Copy the records below without any change, starting at the line that contains "Spot any bonobo ear in the frame." and ending at the line that contains "[148,201,170,215]", both lines included.

Detection examples
--------

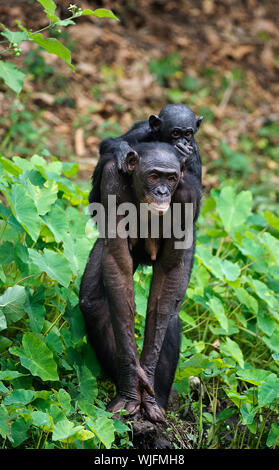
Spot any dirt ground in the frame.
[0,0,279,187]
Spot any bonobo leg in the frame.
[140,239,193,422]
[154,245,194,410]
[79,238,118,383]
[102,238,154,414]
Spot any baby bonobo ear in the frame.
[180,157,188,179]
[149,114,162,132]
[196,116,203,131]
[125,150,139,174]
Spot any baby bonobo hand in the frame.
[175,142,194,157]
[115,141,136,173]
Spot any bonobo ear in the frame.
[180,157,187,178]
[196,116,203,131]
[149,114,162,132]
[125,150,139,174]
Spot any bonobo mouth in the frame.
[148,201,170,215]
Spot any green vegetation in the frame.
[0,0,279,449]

--------

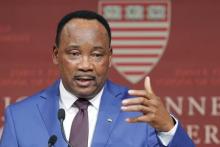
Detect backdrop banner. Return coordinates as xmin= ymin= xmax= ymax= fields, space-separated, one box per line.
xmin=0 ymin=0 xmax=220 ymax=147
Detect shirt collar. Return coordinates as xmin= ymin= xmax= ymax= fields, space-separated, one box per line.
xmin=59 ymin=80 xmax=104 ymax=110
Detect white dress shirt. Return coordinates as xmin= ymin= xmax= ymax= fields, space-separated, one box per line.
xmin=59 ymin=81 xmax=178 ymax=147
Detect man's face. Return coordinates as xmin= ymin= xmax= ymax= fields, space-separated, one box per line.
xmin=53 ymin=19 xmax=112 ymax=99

--------

| Output for this exercise |
Spot any bonobo ear in the frame.
[180,157,187,178]
[196,116,203,131]
[149,114,162,132]
[125,150,139,174]
Spot any bonobo mouth in the frame.
[148,201,170,215]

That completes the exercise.